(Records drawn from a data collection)
# # # #

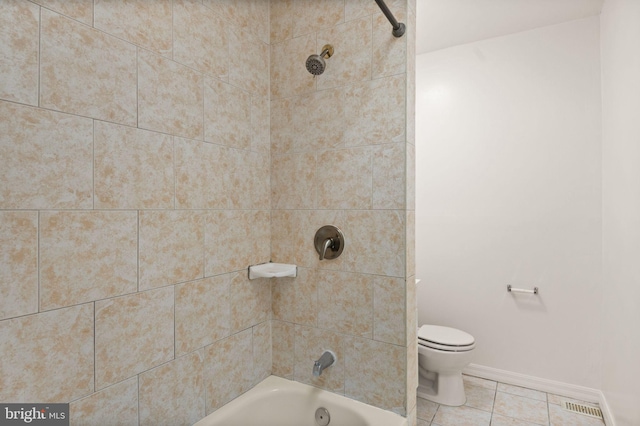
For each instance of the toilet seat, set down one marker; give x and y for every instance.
(445, 339)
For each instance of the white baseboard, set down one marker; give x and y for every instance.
(545, 385)
(606, 411)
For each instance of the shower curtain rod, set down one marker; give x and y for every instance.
(398, 27)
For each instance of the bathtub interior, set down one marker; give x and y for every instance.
(280, 402)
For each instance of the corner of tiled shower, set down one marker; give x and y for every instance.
(151, 151)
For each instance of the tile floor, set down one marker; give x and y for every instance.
(499, 404)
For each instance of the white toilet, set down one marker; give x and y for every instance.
(442, 354)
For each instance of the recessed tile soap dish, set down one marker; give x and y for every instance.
(272, 270)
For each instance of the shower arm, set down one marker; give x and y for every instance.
(398, 27)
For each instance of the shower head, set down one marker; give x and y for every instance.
(315, 63)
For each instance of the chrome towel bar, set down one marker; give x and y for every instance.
(521, 290)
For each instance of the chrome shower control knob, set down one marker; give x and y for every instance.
(329, 242)
(322, 416)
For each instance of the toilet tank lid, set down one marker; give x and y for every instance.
(445, 335)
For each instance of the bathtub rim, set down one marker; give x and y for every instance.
(274, 383)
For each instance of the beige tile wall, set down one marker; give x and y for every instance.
(342, 154)
(150, 151)
(134, 193)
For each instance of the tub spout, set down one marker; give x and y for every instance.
(327, 359)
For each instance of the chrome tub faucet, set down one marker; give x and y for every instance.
(327, 359)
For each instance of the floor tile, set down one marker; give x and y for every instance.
(426, 409)
(521, 408)
(520, 391)
(561, 417)
(498, 420)
(477, 381)
(479, 397)
(461, 416)
(499, 404)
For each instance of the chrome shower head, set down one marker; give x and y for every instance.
(315, 63)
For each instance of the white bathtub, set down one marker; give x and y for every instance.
(280, 402)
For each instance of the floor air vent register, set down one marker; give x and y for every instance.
(583, 409)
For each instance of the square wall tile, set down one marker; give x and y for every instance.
(310, 344)
(211, 176)
(376, 242)
(19, 50)
(283, 355)
(173, 394)
(133, 334)
(412, 374)
(235, 239)
(281, 17)
(147, 24)
(228, 369)
(115, 405)
(247, 15)
(309, 16)
(309, 122)
(54, 150)
(353, 189)
(80, 10)
(47, 357)
(293, 181)
(410, 243)
(170, 96)
(381, 116)
(86, 256)
(19, 255)
(202, 312)
(72, 55)
(375, 373)
(389, 317)
(260, 124)
(296, 299)
(258, 170)
(346, 302)
(388, 172)
(289, 77)
(249, 64)
(410, 189)
(352, 53)
(250, 301)
(262, 351)
(133, 168)
(200, 38)
(171, 247)
(227, 114)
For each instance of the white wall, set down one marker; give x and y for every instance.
(509, 192)
(620, 22)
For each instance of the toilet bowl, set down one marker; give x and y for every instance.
(442, 354)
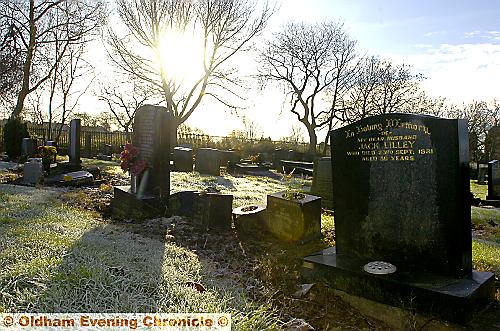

# # # #

## Exercise goal
Rewrite every line of the data above as a numbered list, omitting any blank lines and leaving out the pictures.

## Task solution
1. For each instance of the toilet seat, set down one marker; give x and y for every instance.
2. (445, 339)
3. For each instance of the white baseboard, set down one marker; give x and y for every instance.
4. (545, 385)
5. (606, 411)
6. For each instance of the shower curtain rod, set down one marker; give x and y for every instance.
7. (398, 27)
8. For each instance of the bathtub interior, set down one marker; give x and y for every instance.
9. (280, 402)
10. For each instance of the corner of tiled shower, set down one marker; give x and y for every instance.
11. (151, 151)
12. For each instance of the tile floor, set down one marker; give x and y for every instance.
13. (499, 404)
14. For each instance of the white toilet, set down one marker; give x and y for every instance.
15. (442, 354)
16. For each instance of the recessed tile soap dish, set down one marker; give x and y for every instance.
17. (272, 270)
18. For each instance of the shower arm, set down one marker; give x and y for every instance.
19. (398, 27)
20. For each instance of the shower head, set down one marker; give x and y for every instance.
21. (315, 63)
22. For each instance of the chrome towel bar, set down one marker; give x and y for every instance.
23. (521, 290)
24. For each instance of the chrome shower control knob, set down one marker; give x and y for every instance.
25. (329, 242)
26. (322, 416)
27. For each instance of the toilet tank lid, set down one marker; give x and y for every instance.
28. (445, 335)
29. For each instance of the bathtub rim, set down one marker; give x and y for every instance.
30. (274, 383)
31. For each instance of the beige tile wall, set down one marker; give x and y for every instance.
32. (342, 154)
33. (150, 151)
34. (134, 193)
35. For each instance of the tub spout, set down one marker; give x and y for every instance.
36. (327, 359)
37. For each instance of the chrome tub faucet, set down one marker; give x and y for every instance.
38. (327, 359)
39. For each instance of the floor tile, set down one marker; give x and y for every instance.
40. (426, 409)
41. (521, 408)
42. (520, 391)
43. (561, 417)
44. (498, 420)
45. (477, 381)
46. (479, 397)
47. (461, 416)
48. (499, 404)
49. For each instance of the chrome shower head, set down one marker; give x and y for every instance.
50. (315, 63)
51. For each instance of the white bathtub, set down one marker; give x and y for every instance.
52. (280, 402)
53. For each instance of the floor air vent register, set down one marker; give x and y for every instance.
54. (583, 409)
55. For each instance of the square wall tile, set down one marker; give x and y for every instance.
56. (310, 344)
57. (211, 176)
58. (376, 242)
59. (19, 50)
60. (283, 355)
61. (173, 394)
62. (133, 334)
63. (412, 374)
64. (235, 239)
65. (281, 17)
66. (147, 24)
67. (228, 369)
68. (115, 405)
69. (247, 15)
70. (309, 16)
71. (309, 122)
72. (54, 150)
73. (353, 189)
74. (80, 10)
75. (47, 357)
76. (293, 181)
77. (410, 243)
78. (170, 96)
79. (381, 116)
80. (86, 256)
81. (19, 255)
82. (202, 312)
83. (72, 55)
84. (375, 373)
85. (389, 317)
86. (260, 124)
87. (296, 299)
88. (258, 170)
89. (346, 302)
90. (388, 172)
91. (289, 77)
92. (249, 64)
93. (410, 189)
94. (352, 53)
95. (250, 301)
96. (262, 351)
97. (133, 168)
98. (200, 38)
99. (171, 247)
100. (227, 114)
101. For each instance of the white wall, set down one marker; give x and y for every instance.
102. (509, 192)
103. (620, 22)
104. For each instance of the toilet bowl, set down one marker; give x and y for every instance.
105. (442, 354)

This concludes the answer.